━━ Sección de texto
La tentación es lo propio de los seres humanos. Todos, en muchos momentos de la vida, nos preguntamos qué camino debemos tomar. Algunos caminos son muy seductores. Pero alguno de esos caminos no nos conviene, porque nos hace daño, aunque de entrada parezca atractivo e interesante. Eso es la tentación: sentirse atraído por lo malo que toma apariencia de bien. Como Jesús fue verdadero hombre, nada queda fuera de su humanidad. Su solidaridad con nosotros implica que también tuvo que exponerse a los peligros y amenazas de ser humano. El no pasa de puntillas por nuestra historia, por nuestra condición, sino que entra hasta el fondo y camina por los barros que tantas veces nos enfangan a todos. Así Jesús puede comprender a los que son tentados.
━━━━
> **Comprueba tu comprensión**
a. Responde brevemente a estas preguntas sobre el texto acerca de la tentación.
(i) ¿Cómo define el texto la tentación?
(ii) ¿Por qué nada queda fuera de la humanidad de Jesús?
(iii) ¿A quiénes puede comprender Jesús?
b. Prosigue el texto sobre la tentación a partir de su última frase.
━━ Datos almacenados
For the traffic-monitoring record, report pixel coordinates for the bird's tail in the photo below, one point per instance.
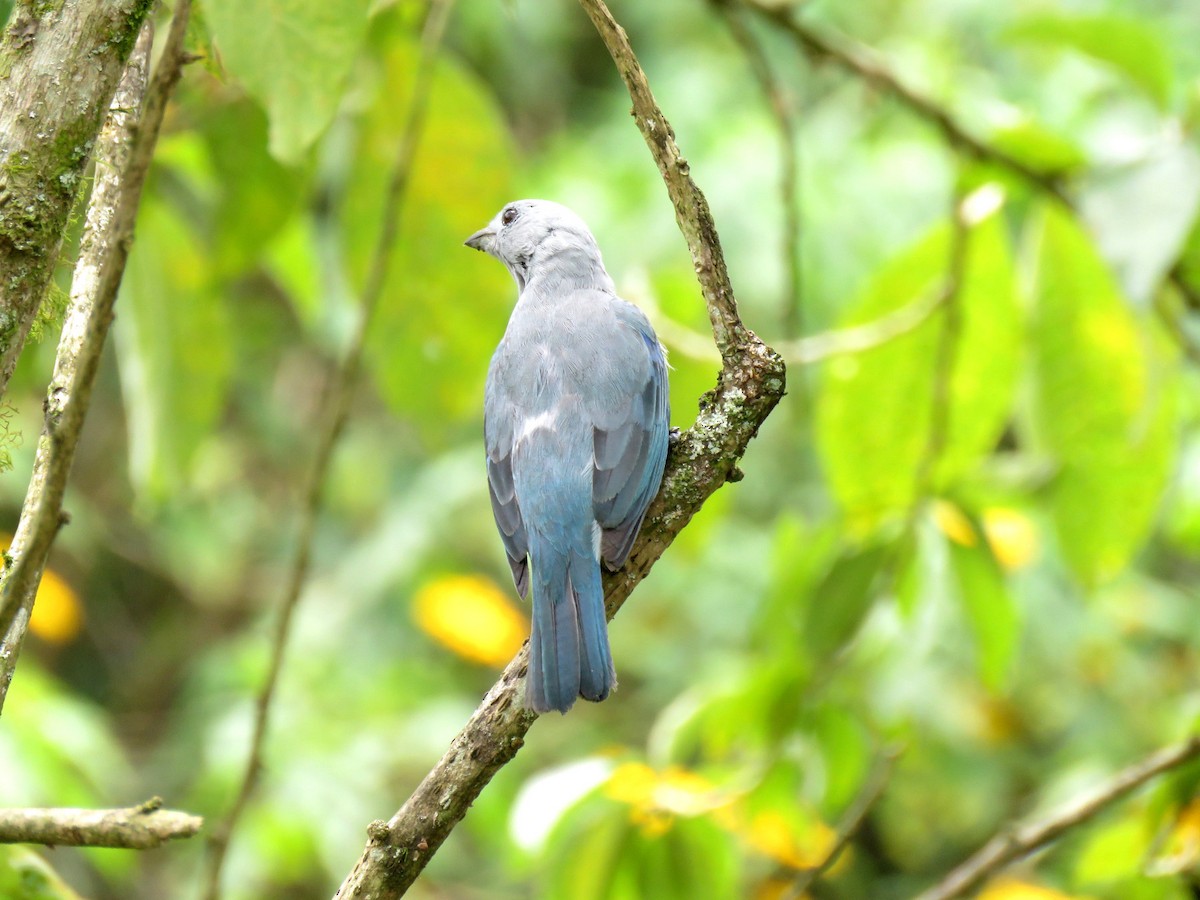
━━━━
> **Respuestas en orden**
a.
(i) Como sentirse atraído por lo malo que toma apariencia de bien.
(ii) Porque Jesús fue verdadero hombre.
(iii) A los que son tentados.

b.
Detrás de las tres tentaciones que tuvo Jesús subyace una misma pregunta: ¿qué es lo verdaderamente importante para la vida humana? ¿El afán de riquezas o el compartir?, ¿el poder o ayudar a los débiles y necesitados?, ¿el prestigio y la ostentación o la solidaridad? La tentación busca que nos apartemos de Dios, seduciéndonos con algo que parece más urgente e importante, más atractivo. La tentación no invita directamente a hacer el mal. Eso sería muy descarado, muy burdo; prácticamente nadie caería entonces en la tentación. La tentación finge mostrar algo mejor que la fe y la confianza en Dios, algo más concreto: el pan o el dinero, la fama o el prestigio, y el poder, esa delicia entre todas las delicias.
“Si eres Hijo de Dios, di a esta piedra que se convierte en pan”. El tentador es hábil. Ni siquiera pone en duda que Jesús es Hijo de Dios. Lo que hace es señalar un camino, aparentemente muy eficaz, para ser Hijo de Dios: reparte pan para todos y te aclamarán como su gran benefactor. “Si eres Hijo de Dios, tírate de aquí abajo (desde el alero del templo), porque está escrito que los ángeles cuidarán de ti”. El tentador indica que el camino del prestigio y de la ostentación piadosa es un mejor camino para demostrar su filiación divina que la mansedumbre y la pobreza. También hoy hay quién necesita una religión-espectáculo: apariciones milagrosas, sangre que sale de determinadas imágenes, una espectacular semana santa.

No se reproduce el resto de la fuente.